Task statement
If a line in the data has the string "leaf", please show it.
*** Opening of Records provided ***
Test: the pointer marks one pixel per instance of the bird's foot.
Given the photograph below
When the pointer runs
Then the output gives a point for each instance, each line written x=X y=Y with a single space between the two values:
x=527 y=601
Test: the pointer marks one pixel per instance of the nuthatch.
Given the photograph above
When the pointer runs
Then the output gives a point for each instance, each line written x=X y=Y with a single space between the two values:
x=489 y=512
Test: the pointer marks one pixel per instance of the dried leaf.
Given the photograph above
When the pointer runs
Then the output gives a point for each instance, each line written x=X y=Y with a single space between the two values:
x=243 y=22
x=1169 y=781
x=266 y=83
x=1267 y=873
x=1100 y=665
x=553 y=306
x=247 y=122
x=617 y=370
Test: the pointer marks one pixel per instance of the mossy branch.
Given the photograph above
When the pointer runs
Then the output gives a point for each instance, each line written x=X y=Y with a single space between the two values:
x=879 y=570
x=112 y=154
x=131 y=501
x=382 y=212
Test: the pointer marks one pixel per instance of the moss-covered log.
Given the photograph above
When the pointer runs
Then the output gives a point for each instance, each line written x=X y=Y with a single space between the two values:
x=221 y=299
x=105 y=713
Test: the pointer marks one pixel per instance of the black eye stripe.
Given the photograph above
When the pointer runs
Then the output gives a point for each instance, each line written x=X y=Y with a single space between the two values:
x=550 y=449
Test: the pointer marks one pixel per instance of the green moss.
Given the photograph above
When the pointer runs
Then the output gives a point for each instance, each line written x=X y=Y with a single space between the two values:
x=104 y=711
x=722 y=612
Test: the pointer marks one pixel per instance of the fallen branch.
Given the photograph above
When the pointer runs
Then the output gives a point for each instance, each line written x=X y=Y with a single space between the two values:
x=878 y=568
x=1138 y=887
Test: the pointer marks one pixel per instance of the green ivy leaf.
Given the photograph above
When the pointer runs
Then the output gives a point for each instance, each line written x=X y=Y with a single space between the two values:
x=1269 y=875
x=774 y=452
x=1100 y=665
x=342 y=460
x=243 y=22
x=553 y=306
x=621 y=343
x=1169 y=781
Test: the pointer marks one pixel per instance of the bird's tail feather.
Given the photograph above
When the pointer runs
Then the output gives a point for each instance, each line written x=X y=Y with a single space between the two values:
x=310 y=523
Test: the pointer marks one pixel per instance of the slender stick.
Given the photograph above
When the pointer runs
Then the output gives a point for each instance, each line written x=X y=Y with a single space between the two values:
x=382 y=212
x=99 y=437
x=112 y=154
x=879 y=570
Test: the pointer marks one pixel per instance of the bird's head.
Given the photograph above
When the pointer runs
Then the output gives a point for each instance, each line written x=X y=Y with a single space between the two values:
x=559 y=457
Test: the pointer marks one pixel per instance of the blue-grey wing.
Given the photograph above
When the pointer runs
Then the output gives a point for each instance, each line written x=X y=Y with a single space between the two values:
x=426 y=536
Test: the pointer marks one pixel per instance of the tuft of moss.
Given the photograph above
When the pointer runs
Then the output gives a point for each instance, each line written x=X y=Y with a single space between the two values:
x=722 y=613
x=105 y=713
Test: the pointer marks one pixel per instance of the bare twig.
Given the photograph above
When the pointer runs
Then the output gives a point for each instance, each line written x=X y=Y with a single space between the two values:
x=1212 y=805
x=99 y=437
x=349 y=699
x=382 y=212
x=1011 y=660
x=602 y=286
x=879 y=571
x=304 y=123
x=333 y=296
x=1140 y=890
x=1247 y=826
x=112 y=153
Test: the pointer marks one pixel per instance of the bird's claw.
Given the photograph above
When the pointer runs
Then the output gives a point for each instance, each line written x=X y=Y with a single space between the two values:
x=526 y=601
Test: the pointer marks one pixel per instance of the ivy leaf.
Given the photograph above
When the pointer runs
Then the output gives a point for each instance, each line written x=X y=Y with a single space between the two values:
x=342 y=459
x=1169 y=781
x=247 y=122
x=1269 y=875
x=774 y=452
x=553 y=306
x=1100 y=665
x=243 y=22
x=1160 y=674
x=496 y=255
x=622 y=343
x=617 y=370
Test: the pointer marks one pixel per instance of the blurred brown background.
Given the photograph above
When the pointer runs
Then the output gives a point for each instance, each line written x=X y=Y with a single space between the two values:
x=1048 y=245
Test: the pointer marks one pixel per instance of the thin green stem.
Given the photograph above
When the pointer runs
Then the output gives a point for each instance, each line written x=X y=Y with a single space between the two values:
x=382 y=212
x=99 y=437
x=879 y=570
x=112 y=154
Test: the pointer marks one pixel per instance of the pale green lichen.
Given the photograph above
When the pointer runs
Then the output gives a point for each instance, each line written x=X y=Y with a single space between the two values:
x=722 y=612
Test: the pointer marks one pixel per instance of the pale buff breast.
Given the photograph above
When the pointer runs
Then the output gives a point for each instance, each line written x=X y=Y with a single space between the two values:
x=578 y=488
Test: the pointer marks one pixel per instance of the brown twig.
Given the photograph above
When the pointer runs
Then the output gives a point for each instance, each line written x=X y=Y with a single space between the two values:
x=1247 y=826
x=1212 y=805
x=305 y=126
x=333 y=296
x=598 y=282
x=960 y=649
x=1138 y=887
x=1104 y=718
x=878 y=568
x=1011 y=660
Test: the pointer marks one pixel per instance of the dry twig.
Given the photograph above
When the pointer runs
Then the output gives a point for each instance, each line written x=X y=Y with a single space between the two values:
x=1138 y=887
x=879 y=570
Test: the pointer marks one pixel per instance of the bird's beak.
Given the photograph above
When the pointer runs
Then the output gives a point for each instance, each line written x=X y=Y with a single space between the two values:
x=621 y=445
*** Close of Records provided ***
Solution to this exercise
Test: the pointer marks one pixel per instance of the dried leaf.
Test: the pointer marks one pixel per instance of the green ivy leaf.
Test: the pointer marks one pixel per instance of the ivy leaf.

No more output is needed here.